Task directions:
Write the next part of the news story about David Szalay winning the Booker Prize for Flesh, starting right after its last sentence.

(Text shown begins)

David Szalay won the Booker Prize for fiction on Monday for Flesh, the story of an ordinary man's life over several decades in which what isn't on the page is just as important as what is. Szalay, 51, defeated five other finalists, including favorites Andrew Miller and Kiran Desai, to take the coveted literary award, which brings a $66,000 payday and a big boost to the winner's sales and profile. His was chosen from 153 submitted novels by a judging panel that included Irish writer Roddy Doyle and Sex and the City star Sarah Jessica Parker, the AP reports. Doyle said that Flesh—a book "about living, and the strangeness of living"—emerged as the judges' unanimous choice after a five-hour meeting.
"It's just not like any other book," Doyle said, per the New York Times. Szalay's novel recounts the life of taciturn István, from a teenage relationship with an older woman through time as a struggling immigrant in Britain to denizen of London high society. The author has said he wanted to write about a Hungarian immigrant and "about life as a physical experience, about what it's like to be a living body in the world." Doyle said István belongs to a group overlooked in fiction: a working-class man. He said that since reading it, he looks more closely when he walks past bouncers standing in the doorways of Dublin pubs. Doyle, whose stories of working-class Dublin life won him the 1993 Booker Prize for Paddy Clarke Ha Ha Ha, said, "It presents us with a certain type of man that invites us to look behind the face."

(Text shown ends)
(Dataset excerpts begins)

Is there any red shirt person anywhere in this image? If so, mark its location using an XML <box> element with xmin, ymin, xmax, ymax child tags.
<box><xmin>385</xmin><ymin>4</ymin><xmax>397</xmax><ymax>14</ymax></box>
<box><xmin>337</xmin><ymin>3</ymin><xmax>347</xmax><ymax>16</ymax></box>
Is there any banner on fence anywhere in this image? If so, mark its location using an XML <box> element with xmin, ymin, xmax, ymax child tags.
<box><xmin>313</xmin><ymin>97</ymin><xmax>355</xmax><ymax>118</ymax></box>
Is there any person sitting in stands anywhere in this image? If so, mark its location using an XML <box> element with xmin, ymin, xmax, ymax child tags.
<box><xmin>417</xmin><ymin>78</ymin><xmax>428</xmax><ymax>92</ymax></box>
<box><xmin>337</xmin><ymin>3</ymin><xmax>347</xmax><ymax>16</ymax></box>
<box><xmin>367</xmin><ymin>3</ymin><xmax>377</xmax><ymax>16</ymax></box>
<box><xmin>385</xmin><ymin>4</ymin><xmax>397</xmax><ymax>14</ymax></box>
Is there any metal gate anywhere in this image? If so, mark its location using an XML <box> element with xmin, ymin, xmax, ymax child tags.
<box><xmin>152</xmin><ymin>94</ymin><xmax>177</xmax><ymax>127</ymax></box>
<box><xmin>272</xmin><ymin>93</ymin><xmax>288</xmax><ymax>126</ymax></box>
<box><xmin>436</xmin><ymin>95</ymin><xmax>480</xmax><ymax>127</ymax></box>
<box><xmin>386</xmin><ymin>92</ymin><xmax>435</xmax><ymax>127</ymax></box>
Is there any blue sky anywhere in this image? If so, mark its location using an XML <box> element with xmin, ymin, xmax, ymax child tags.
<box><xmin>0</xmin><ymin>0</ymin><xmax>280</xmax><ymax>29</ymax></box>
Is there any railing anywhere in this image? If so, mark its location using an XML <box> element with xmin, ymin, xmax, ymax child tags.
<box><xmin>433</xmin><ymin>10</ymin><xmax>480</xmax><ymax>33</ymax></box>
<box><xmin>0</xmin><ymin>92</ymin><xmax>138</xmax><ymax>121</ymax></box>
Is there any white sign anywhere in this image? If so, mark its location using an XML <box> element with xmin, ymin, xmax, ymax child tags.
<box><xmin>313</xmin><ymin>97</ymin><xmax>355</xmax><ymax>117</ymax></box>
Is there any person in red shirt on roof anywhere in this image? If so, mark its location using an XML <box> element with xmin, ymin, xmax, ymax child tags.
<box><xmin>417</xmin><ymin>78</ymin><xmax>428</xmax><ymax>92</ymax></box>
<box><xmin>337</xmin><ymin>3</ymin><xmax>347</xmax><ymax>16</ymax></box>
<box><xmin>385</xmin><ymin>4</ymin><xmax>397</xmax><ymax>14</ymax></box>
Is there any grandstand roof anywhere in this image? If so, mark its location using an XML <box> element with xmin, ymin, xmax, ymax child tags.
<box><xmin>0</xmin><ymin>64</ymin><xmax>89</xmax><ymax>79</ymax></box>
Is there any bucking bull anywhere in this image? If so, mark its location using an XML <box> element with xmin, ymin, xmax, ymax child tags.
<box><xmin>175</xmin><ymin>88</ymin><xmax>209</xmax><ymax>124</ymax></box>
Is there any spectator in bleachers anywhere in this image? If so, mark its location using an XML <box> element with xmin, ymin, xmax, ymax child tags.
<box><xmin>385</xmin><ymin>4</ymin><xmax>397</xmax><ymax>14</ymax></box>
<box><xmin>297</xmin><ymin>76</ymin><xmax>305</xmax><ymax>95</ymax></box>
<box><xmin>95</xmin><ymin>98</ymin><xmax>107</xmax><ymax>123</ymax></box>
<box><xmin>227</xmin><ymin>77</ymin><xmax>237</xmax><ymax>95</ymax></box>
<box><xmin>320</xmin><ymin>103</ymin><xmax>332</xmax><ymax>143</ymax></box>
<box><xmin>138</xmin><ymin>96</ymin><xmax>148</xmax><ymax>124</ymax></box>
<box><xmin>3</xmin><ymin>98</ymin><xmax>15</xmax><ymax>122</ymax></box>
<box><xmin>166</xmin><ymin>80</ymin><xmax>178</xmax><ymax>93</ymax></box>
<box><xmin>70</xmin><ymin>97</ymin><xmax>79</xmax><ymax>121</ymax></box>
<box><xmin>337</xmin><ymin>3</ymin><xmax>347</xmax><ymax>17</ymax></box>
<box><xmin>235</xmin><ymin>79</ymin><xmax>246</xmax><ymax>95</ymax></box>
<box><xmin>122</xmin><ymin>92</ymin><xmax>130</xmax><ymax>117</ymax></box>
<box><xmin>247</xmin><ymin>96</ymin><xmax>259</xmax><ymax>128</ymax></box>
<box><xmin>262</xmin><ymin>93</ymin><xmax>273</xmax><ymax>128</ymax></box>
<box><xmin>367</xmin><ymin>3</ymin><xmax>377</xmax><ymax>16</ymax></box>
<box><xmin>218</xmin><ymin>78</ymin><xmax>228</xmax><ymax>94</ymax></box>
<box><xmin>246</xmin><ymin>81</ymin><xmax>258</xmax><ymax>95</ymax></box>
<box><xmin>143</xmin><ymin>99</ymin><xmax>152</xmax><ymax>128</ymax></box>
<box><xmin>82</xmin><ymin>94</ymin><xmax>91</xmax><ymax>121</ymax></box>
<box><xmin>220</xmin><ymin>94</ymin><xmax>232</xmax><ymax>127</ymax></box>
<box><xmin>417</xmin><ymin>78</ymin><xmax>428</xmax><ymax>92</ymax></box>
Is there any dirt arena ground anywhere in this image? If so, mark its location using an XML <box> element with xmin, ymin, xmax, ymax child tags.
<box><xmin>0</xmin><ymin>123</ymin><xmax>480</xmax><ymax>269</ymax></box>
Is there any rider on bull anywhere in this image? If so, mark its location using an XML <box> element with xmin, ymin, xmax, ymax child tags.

(Dataset excerpts ends)

Response to the task:
Szalay, who was born in Canada, raised in the UK, and lives in Vienna, was a Booker finalist in 2016 for All That Man Is a series of stories about nine wildly different men. Flesh was praised by many critics but frustrated others with its refusal to fill in the gaps in István's story—great swathes of life, including incarceration and wartime service in Iraq occur off the page—and its stubbornly unexpressive central character, whose most common remark is "Okay." The other finalists were Susan Choi's Flashlight, Kiran Desai's The Loneliness of Sonia and Sunny, Katie Kitamura's Audition, Ben Markovits' The Rest of Our Lives, and Andrew Miller's The Land in Winter. The Booker Prize was founded in 1969.